--- Source passage ---
---------------

# Level of grain on Kodak portra 160



## cedric07 (Sep 4, 2014)

Hi!

I've recently shot a few rolls of Kodak portra 160 with my Olympus OM2. I then had them developed andscanned at high resolution at a local kodak lab.
The picture are high quality (>30Mo each) but I find them quite grainy for something shot at 160 ISO with a supposedly low grain film (pictures attached)

Questions :
- Am I right to find them grainy? Or is it the grain level to expect?
- If it's too grainy, who's the culprit : my camera, my lens, the lab, me?...

Thanks for sharing your experience!

Cedric


----------



## gsgary (Sep 4, 2014)

I'm only looking on my phone but they look fine will have another look when I get home


----------



## limr (Sep 4, 2014)

The screen on my netbook is not large, but it's bigger than a cell phone, and at this size, they don't look grainy to me, either. Like Gary, I'll try again on a bigger screen later.


----------



## cgw (Sep 4, 2014)

Too many variables in play for a definitive answer. I can say grain has never been an issue for me with fresh Portra 160 in 35mm or 120. Culprits could be underexposure(iffy meter accuracy?) and/or sloppy development.  Try another lab?


----------



## cedric07 (Sep 4, 2014)

Thanks!
Another example where its maybe more visible (attached).


----------



## AlanKlein (Sep 4, 2014)

They look OK to me but it's hard to tell when you look at an image that was reduced in size.  If you're getting what appears to be "grain" I'd say it's the processing or scanning.  Try another roll and use a different lab and compare.


----------



## SoulfulRecover (Sep 4, 2014)

you would have to link these from a site like flickr that will allow full resolution viewing. From here it looks perfectly fine. If it is too grainy for your liking, you can reduce the grain in photoshop. From my personal experiences, I have found that Portra 160 has quite a bit more noise than their Ektar 100. I have yet to decide which is my favorite yet but so far I am leaning towards the Ektar.

---------------

--- Material provided ---
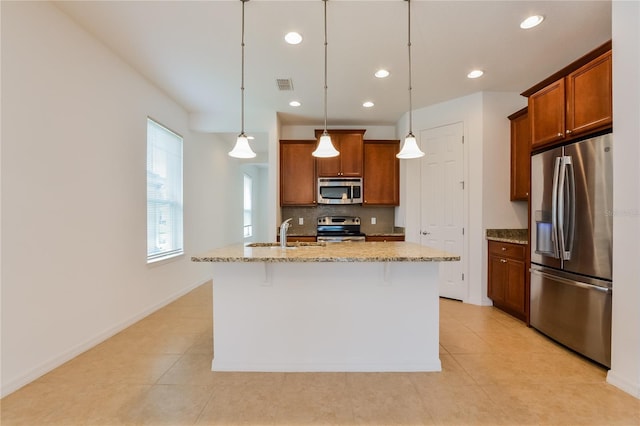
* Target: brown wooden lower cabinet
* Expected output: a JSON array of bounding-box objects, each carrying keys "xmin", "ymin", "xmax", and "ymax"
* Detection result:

---------------

--- Given exercise 1 ---
Condense the paragraph in the Portra 160 grain thread that begins "you would have to link these" into a short bulleted list that keeps its main points.
--- Given exercise 2 ---
From the Portra 160 grain thread, pull out the stretch from "# Level of grain" through "the lab, me?..." word for word.

--- Written answer 1 ---
- Full-resolution viewing needs a link from a site like flickr.
- At the size shown here, the picture looks perfectly fine.
- If the grain is too much for your liking, photoshop can reduce it.
- In this poster's experience, Portra 160 has noticeably more noise than Ektar 100.
- The poster hasn't settled on a favorite but leans toward Ektar.

--- Written answer 2 ---
# Level of grain on Kodak portra 160



## cedric07 (Sep 4, 2014)

Hi!

I've recently shot a few rolls of Kodak portra 160 with my Olympus OM2. I then had them developed andscanned at high resolution at a local kodak lab.
The picture are high quality (>30Mo each) but I find them quite grainy for something shot at 160 ISO with a supposedly low grain film (pictures attached)

Questions :
- Am I right to find them grainy? Or is it the grain level to expect?
- If it's too grainy, who's the culprit : my camera, my lens, the lab, me?...